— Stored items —
· · · · ·

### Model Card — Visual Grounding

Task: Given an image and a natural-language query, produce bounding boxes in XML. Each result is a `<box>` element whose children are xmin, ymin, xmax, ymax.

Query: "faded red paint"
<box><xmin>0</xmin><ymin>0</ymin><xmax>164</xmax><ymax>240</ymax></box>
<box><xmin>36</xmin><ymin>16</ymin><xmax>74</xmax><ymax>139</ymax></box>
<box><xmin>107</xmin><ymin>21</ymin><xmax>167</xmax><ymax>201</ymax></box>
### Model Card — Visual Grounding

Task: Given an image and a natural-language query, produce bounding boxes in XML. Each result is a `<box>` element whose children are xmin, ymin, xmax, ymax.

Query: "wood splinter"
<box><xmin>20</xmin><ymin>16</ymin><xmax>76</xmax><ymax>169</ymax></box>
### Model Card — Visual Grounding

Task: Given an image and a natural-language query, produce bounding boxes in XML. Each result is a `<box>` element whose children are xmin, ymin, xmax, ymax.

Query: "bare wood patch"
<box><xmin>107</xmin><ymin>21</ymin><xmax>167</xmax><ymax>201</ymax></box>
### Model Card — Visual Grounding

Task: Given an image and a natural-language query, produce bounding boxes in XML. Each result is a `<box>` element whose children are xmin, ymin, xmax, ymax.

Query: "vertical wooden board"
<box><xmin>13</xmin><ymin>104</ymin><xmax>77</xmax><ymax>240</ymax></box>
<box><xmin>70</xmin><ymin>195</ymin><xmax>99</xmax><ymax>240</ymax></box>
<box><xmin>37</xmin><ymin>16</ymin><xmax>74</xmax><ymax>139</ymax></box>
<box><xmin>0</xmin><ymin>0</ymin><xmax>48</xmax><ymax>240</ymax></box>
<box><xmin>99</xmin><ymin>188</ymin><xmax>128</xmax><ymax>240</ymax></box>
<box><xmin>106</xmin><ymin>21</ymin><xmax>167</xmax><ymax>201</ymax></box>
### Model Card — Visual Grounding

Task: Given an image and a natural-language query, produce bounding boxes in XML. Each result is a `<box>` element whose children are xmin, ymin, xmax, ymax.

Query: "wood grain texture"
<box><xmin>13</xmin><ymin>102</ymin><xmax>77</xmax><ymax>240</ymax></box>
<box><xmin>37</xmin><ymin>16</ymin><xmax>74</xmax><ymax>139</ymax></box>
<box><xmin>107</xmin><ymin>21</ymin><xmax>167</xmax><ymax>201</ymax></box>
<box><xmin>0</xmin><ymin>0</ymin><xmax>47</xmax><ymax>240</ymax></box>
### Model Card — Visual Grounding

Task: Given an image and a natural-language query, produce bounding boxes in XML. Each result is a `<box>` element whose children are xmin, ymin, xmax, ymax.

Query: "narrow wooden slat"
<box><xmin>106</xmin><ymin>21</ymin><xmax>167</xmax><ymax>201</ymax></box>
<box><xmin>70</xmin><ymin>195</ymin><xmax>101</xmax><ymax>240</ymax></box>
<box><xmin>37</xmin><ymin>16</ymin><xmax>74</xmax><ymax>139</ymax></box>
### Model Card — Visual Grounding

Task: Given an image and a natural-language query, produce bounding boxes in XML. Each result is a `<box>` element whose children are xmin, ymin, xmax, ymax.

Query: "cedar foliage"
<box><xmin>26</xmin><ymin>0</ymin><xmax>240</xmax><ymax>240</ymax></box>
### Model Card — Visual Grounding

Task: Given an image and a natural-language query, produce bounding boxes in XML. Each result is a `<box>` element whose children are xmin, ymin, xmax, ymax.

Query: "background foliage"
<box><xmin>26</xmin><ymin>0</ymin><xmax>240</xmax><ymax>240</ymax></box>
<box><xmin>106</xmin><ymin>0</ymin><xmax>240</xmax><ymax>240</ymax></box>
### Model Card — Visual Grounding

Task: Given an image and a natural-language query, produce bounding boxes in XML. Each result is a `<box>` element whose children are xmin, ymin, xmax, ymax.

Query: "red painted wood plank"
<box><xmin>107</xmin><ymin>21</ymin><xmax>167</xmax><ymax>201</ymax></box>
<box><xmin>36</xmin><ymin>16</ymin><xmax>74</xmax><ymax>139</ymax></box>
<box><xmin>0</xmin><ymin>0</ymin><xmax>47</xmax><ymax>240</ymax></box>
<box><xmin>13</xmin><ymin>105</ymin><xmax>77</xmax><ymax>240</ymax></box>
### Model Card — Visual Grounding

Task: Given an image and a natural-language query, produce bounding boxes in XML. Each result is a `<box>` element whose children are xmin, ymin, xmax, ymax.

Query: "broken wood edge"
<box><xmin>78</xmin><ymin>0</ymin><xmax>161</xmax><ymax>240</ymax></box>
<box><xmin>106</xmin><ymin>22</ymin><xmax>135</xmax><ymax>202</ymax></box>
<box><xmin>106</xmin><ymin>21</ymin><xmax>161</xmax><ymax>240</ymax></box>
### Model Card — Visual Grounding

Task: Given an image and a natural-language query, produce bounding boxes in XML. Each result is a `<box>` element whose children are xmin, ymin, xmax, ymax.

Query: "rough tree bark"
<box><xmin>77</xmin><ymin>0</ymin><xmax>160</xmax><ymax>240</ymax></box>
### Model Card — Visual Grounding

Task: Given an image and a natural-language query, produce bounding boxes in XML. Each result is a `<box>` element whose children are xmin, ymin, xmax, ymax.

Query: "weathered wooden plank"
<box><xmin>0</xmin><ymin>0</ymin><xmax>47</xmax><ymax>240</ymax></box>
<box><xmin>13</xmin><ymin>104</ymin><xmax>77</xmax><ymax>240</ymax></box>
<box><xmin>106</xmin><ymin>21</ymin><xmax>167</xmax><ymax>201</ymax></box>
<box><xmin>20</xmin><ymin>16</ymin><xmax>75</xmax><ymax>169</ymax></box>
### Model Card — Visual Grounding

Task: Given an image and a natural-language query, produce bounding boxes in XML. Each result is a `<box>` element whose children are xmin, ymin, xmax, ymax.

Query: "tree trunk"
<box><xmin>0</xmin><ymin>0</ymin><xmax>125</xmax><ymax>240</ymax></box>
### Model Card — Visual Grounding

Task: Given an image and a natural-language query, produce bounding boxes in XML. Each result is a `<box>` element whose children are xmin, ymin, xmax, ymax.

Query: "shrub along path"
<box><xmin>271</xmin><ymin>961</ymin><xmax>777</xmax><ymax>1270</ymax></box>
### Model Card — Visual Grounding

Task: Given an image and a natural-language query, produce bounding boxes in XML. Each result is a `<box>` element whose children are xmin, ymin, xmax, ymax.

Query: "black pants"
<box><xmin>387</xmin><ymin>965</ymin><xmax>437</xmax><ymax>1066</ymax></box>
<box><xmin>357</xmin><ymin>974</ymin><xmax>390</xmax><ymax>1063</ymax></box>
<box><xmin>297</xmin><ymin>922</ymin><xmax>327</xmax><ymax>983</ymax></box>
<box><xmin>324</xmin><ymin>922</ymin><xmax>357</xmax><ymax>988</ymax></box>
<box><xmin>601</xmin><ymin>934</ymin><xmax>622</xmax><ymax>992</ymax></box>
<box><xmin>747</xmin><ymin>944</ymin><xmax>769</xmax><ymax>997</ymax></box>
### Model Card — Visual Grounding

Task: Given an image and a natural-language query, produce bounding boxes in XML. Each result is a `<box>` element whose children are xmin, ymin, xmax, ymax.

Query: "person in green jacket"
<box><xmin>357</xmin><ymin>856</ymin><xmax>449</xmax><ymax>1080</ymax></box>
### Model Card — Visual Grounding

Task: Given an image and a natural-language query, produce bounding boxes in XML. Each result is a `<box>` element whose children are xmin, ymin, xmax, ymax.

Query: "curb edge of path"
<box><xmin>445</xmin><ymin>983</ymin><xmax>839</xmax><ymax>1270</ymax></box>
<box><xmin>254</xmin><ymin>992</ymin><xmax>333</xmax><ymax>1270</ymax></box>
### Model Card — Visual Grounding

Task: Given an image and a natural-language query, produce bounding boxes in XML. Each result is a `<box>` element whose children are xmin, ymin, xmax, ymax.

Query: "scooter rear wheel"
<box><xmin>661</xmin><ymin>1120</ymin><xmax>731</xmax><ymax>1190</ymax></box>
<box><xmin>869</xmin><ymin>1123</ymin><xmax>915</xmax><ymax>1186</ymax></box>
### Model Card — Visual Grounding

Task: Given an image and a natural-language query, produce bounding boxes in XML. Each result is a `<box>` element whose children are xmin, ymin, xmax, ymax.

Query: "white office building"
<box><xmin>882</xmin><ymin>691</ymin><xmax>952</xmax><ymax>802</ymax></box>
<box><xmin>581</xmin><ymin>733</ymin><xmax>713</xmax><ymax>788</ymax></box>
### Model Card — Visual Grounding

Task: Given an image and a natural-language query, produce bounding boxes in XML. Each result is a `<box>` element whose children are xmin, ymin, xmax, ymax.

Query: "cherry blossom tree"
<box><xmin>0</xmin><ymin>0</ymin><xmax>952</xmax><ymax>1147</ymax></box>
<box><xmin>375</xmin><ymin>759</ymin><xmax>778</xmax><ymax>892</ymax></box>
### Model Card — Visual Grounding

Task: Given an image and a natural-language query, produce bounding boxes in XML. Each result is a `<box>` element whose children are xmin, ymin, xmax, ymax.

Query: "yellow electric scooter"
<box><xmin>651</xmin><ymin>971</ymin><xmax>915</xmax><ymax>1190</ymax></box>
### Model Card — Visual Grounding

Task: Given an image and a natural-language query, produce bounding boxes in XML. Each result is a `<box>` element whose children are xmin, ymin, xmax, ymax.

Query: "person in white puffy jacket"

· · · · ·

— Exercise description —
Filter the rows above, keeping only the lines that contain the string "scooter", and copy each of those lines in full.

— Answer to this task —
Query: "scooter rear wheel"
Query: "yellow electric scooter"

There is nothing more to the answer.